BRIEF. In the records below, find the line that contains "Query: arched window on tower" and the line that contains "Query: finial on spire", then retype exactly those two lines and every line between them.

BEGIN THE DATA

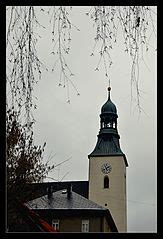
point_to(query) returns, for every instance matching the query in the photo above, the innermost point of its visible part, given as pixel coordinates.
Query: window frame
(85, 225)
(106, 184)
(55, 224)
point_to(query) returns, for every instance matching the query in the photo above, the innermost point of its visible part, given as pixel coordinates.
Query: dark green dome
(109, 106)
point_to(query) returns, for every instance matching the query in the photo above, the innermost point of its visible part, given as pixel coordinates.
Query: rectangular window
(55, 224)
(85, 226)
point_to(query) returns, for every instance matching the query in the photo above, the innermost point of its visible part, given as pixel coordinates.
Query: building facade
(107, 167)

END THE DATA
BEGIN THE DATA

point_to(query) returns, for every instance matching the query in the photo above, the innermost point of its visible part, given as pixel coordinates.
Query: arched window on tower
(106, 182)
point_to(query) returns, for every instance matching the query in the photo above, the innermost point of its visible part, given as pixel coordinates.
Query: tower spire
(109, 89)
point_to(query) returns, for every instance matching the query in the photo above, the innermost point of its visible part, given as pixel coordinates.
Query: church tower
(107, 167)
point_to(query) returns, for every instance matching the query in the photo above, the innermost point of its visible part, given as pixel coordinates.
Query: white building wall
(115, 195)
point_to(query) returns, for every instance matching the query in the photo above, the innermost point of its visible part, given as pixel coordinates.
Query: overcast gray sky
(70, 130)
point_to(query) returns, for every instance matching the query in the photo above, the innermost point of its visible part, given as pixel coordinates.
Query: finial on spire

END THE DATA
BEGIN THE DATA

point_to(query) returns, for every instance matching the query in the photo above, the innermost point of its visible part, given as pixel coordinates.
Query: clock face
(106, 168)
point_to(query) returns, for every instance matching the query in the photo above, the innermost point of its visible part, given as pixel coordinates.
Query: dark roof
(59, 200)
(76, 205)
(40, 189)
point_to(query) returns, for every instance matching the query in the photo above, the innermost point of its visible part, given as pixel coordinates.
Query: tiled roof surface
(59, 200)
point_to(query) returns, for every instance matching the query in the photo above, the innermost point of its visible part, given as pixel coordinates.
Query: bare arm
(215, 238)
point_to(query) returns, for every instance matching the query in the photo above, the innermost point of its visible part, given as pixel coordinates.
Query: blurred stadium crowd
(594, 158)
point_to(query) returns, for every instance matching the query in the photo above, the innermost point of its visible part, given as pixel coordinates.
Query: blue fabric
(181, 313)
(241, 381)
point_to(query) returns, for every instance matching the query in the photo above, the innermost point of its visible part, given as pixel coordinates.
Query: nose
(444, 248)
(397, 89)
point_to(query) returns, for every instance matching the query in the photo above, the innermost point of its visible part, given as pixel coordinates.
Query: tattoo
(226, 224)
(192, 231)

END THE DATA

EXERCISE RESULT.
Query: arched window on tower
(106, 182)
point_to(query) returns, for every instance matching the query in the photo above, the innermost point of its visible part, given as pixel coordinates.
Query: tower spire
(109, 89)
point_to(query) returns, for every instance matching the query in the photo above, the innermost point of its visible part, given as pixel coordinates.
Query: church tower
(107, 167)
point_to(query) returns, for every instance matching the query in the photo above, the innermost point of its visible part, given as pixel coordinates.
Query: white building wall
(115, 195)
point_to(query) returns, for every instance matching the query in the photo above, the innermost point of its visible part, given as pixel coordinates.
Query: overcast gray sky
(70, 130)
point_to(query) returns, for every instance matching the query in the photo above, the innermost point of its visible part, given as pixel coordinates.
Query: finial on spire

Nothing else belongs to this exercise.